• _AIM_:
Beginning with the line where "black car, one point per instance" appears, repeat every remaining line of the entries exactly, the last line included.
=-=-=
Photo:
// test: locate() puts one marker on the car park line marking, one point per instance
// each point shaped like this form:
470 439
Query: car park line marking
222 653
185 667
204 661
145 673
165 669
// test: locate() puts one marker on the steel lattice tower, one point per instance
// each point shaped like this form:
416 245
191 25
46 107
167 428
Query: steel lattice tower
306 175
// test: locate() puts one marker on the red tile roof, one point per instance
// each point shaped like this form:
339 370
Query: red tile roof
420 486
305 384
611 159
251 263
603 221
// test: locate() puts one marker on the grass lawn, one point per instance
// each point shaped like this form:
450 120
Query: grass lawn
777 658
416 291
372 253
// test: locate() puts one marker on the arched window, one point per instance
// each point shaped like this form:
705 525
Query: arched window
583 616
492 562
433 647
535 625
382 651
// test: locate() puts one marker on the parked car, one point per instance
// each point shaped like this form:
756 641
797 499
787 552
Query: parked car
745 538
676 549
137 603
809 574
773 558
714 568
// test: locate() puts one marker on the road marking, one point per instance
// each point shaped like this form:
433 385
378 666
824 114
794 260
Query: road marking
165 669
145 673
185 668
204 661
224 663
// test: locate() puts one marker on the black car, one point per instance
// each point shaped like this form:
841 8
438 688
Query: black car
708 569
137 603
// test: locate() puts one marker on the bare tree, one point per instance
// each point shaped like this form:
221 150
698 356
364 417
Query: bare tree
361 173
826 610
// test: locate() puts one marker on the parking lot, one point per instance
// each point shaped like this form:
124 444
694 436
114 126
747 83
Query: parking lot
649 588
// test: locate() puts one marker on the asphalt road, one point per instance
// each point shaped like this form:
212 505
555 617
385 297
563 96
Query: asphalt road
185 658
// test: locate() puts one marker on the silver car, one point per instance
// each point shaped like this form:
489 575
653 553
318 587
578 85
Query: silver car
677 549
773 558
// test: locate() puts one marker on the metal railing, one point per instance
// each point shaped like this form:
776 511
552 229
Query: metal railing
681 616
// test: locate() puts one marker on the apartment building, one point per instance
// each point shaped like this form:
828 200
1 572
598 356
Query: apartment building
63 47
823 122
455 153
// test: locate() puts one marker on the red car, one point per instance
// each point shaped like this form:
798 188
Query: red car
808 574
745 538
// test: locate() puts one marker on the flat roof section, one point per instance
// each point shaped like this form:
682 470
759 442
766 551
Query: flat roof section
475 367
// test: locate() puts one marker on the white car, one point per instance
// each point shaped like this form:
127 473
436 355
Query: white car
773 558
=-=-=
• _COMPLETE RESPONSE_:
// test: locate() puts one marker on the black car, one point per instance
// each point shaped like this form:
841 8
438 688
Query: black car
708 569
137 603
// test: locate() puts one marker on the bare tree, one point per instance
// each point shaped like this form:
221 150
698 356
364 417
Query: bare tree
361 173
826 610
// test: locate() puts one marker on the parking lot, one point per instance
// each point shaped like this form:
124 444
694 436
114 126
747 83
Query: parking lot
649 588
// test: locate() puts one marker on the asphalt road, one point per instance
// each point shaped like this form:
212 505
555 617
385 297
563 96
Query: asphalt road
185 658
// test: locate() puts one marker on the silver car, one point per instance
// each point shaped like this form:
489 575
653 553
318 587
578 85
Query: silver car
677 549
773 558
// test: locate() puts one marker on the metal railing, one point per instance
// each point shaped like this form:
776 511
552 229
Query: metal railing
681 616
// test: locate() puts one marker on the apartment building, one point per instance
// each point shaped like this form:
828 200
1 572
598 356
Query: apartment building
63 47
823 122
455 153
// test: locate() puts one marker on the red car, one point per instance
// each point shaped like this form:
798 188
Query: red car
808 574
745 538
// test: locate() puts one marker on the flat roof section, one point per instance
// each point shaped like this form:
682 470
759 442
766 551
Query: flat roof section
475 367
// test: locate() puts one marker on the white car, one point per instance
// each point shaped like this form:
127 473
436 355
Query: white car
773 558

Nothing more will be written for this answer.